> [Goal]: Starting at the line that contains "of the stone" and ending with the last of the lines below, rewrite each line as a row of a Markdown table with two columns, Row and Line. Number the rows and leave out any blank lines.

> [Records to process]:
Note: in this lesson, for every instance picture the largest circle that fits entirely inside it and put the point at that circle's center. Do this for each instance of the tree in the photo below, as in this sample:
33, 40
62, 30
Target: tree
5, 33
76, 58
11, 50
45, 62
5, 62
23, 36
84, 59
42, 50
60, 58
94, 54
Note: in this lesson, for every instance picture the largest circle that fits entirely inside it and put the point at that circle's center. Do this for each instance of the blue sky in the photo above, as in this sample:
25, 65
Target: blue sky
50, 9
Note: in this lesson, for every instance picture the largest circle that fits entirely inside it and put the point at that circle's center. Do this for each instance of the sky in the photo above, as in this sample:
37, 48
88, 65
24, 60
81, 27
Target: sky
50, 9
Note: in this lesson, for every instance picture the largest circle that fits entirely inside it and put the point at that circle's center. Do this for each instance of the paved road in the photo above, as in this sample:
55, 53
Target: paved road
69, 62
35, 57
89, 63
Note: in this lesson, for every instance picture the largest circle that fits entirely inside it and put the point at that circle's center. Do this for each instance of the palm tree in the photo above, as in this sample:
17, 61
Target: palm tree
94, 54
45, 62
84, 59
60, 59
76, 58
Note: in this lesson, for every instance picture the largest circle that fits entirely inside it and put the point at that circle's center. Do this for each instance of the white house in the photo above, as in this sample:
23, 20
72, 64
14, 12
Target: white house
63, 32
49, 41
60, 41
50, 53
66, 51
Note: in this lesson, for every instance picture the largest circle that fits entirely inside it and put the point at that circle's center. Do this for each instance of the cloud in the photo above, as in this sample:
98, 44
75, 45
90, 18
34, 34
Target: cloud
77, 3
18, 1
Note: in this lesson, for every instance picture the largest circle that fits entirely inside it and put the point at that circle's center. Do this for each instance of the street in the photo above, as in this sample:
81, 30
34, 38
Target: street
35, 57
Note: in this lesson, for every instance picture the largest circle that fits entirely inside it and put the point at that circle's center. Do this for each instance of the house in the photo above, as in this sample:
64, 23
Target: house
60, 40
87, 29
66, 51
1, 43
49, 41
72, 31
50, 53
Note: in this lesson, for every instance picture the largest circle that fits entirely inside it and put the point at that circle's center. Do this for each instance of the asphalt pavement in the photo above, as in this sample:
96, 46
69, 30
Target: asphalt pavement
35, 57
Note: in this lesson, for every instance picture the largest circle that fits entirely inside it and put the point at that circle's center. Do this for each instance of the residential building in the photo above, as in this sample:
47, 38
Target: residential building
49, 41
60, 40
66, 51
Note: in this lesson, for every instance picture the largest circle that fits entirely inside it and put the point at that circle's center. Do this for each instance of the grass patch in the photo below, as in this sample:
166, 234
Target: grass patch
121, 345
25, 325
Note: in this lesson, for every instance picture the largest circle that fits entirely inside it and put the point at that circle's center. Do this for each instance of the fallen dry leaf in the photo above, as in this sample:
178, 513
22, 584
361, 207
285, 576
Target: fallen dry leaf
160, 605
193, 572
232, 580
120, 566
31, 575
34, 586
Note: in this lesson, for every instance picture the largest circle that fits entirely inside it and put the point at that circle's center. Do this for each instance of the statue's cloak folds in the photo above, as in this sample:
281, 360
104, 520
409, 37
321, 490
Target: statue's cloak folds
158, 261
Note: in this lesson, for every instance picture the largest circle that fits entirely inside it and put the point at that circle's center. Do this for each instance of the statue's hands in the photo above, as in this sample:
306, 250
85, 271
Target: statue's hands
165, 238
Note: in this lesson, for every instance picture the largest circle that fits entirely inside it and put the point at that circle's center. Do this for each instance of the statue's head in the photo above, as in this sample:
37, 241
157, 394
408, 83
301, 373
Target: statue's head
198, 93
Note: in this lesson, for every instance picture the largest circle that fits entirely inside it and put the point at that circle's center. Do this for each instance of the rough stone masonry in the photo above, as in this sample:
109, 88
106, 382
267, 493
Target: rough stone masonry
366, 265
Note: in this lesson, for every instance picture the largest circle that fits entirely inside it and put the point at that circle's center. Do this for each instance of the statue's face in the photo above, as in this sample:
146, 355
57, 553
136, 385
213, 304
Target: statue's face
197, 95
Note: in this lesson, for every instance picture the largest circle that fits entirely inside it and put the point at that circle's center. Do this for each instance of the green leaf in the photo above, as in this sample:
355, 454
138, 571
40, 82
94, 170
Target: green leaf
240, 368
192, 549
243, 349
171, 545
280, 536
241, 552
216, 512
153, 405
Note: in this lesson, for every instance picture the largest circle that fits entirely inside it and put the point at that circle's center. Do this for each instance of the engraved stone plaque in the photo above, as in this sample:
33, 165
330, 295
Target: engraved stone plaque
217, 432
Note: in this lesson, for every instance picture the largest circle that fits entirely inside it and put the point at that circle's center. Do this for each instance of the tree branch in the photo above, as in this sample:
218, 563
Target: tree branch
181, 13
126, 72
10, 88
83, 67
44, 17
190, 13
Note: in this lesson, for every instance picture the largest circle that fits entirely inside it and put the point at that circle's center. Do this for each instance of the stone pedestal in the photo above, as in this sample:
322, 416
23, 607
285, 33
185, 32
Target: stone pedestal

> [The completed task]:
| Row | Line |
|---|---|
| 1 | Note: in this lesson, for every instance picture the largest circle that fits entirely inside it and put the point at that circle's center. Do this for each instance of the stone pedestal in the photo above, as in this sample: |
| 2 | 322, 416 |
| 3 | 23, 607 |
| 4 | 285, 33 |
| 5 | 185, 32 |
| 6 | Target: stone pedestal |